» **Excerpted records**

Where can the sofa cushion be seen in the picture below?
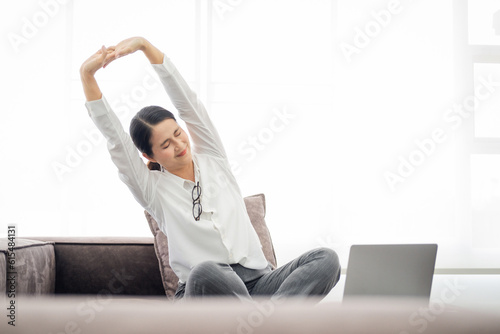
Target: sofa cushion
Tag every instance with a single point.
(34, 266)
(256, 209)
(106, 266)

» **What you are asked to do**
Check each line of the records for "sofa" and copy the ones that contain it.

» **Result for this task**
Where can the sofa cushion be seen in the picture below?
Target: sofa cushion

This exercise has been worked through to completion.